--- start of Excerpt ---
First, a rant. DISTINCT
is not a function. It'a a modifier than can appear in various places in SQL code, usually after SELECT
or UNION
or inside aggregate finctions, like COUNT(DISTINCT .. )
and (surprise) modifies their behaviour. For example SELECT
has 2 possible modifiers, you can eitehr write SELECT ALL
or SELECT DISTINCT
and that affects if the query will return all rows or will remove duplicate rows. There is no reason to write DISTINCT(col1)
, it's the same as DISTINCT col1
. Even if you write:
SELECT DISTINCT(col1), col2, col3, ...
it's exactly the same as (and that is how it's executed by the engine):
SELECT DISTINCT
col1, col2, col3, ...
Anyway, lets go to the query. The first part:
SELECT DISTINCT col1
FROM table1
WHERE col2 > 'some time'
is not at all easy to be optimized. You probably have or may have a few thousand (or million) different values of col2
that match the condition and for every one of them, there may be tens or thousands (or more!) distinct values of col1
. So, even if an index on (col2, col1)
is used, the execution has to do a lot of sorting (for every different col2
value, it would find a (sorted) list of col1
values and then try to sort these (millions) lists. Not very efficient.)
One thing you can do is identify that SELECT DISTINCT col1
is the same as SELECT col1 ... GROUP BY col1
and change the code to:
SELECT col1
FROM table1
WHERE col2 > 'some time'
GROUP BY col1
so you can apply the trick/transformation:
SELECT col1
FROM table1
GROUP BY col1
HAVING MAX(col2) > 'some time'
This can use a different index, on (col1, col2)
--- end of Excerpt ---
--- start of Dataset records ---
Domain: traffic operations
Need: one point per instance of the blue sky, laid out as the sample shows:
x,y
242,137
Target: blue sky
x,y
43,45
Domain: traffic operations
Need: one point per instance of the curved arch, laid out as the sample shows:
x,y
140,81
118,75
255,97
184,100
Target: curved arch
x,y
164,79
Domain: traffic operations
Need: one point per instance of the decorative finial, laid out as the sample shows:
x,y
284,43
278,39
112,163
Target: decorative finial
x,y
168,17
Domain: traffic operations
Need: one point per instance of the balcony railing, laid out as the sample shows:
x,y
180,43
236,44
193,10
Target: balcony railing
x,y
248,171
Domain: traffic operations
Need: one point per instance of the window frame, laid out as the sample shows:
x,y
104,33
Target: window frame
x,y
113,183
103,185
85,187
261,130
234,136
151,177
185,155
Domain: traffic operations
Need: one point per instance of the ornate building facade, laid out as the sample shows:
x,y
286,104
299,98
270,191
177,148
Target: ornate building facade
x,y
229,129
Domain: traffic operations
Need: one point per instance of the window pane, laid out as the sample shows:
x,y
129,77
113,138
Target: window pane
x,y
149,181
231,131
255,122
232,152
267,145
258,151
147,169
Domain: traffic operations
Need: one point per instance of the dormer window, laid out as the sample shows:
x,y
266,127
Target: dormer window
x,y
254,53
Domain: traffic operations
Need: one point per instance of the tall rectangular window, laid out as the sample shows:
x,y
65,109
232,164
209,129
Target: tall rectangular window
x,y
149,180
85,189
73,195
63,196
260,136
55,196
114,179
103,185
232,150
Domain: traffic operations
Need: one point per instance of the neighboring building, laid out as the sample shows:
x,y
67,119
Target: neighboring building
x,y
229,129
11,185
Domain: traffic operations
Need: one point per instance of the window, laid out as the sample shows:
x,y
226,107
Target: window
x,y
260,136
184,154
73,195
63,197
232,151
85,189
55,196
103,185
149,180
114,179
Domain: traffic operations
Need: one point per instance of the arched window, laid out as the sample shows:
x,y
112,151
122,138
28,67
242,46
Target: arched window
--- end of Dataset records ---
**Requirements**
Update the part of the SQL DISTINCT explanation starting with "Anyway, lets go" and going on through "Not very efficient.)", with "sorting" changed to "ordering".

**Solution to the exercise**
Anyway, lets go to the query. The first part:
SELECT DISTINCT col1
FROM table1
WHERE col2 > 'some time'
is not at all easy to be optimized. You probably have or may have a few thousand (or million) different values of col2
that match the condition and for every one of them, there may be tens or thousands (or more!) distinct values of col1
. So, even if an index on (col2, col1)
is used, the execution has to do a lot of ordering (for every different col2
value, it would find a (sorted) list of col1
values and then try to sort these (millions) lists. Not very efficient.)